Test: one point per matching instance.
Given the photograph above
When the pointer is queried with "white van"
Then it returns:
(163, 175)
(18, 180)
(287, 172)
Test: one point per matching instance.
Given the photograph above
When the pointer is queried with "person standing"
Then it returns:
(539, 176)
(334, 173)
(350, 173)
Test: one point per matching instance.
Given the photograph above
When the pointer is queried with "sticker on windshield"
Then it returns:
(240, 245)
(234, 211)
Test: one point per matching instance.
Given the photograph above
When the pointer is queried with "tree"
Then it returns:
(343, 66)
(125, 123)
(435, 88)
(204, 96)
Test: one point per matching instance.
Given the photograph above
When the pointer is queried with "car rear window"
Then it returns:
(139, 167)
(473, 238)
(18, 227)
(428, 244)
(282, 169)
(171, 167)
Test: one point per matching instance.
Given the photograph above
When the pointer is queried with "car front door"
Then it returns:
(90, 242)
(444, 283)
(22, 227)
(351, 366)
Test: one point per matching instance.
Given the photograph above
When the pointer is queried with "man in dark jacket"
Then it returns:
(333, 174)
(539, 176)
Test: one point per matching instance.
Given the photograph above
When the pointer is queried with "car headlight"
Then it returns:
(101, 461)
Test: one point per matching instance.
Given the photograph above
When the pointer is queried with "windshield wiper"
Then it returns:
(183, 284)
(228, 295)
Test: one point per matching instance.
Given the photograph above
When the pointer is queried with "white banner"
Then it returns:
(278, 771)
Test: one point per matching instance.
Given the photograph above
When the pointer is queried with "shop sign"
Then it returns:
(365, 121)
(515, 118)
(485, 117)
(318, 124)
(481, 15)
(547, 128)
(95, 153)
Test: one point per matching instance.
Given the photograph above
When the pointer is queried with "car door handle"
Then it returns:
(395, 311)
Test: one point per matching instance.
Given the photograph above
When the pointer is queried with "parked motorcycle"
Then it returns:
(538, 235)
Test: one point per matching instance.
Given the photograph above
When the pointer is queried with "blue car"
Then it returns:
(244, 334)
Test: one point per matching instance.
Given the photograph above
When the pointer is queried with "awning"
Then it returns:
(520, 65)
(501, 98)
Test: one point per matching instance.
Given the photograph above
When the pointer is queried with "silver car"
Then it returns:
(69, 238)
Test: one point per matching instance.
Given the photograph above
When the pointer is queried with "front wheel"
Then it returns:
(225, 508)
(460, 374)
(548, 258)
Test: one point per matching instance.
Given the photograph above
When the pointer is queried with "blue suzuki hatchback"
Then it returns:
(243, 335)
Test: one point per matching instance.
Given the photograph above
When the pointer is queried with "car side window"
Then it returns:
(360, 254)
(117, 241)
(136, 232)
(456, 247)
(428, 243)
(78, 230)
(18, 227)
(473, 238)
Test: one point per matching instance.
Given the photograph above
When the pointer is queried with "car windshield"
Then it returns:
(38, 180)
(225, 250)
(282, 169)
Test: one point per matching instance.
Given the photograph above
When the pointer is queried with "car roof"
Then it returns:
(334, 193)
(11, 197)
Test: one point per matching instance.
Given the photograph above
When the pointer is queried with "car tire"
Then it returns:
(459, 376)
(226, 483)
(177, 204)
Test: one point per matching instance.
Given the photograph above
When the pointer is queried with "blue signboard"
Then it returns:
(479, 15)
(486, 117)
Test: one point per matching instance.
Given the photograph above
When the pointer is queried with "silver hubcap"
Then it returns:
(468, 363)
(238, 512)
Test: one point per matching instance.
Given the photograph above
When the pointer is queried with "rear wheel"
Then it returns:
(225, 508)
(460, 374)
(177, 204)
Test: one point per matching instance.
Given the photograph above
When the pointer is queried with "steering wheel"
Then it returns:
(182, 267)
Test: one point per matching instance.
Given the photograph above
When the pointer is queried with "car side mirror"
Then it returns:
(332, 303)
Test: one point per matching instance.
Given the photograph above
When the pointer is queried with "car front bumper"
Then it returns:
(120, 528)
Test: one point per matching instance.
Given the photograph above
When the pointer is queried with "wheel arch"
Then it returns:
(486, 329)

▸ **Exercise goal**
Pull out each line of the items above that contains the word "white".

▸ **Full answer**
When the pointer is queried with "white van"
When the pointer is queried with "white banner"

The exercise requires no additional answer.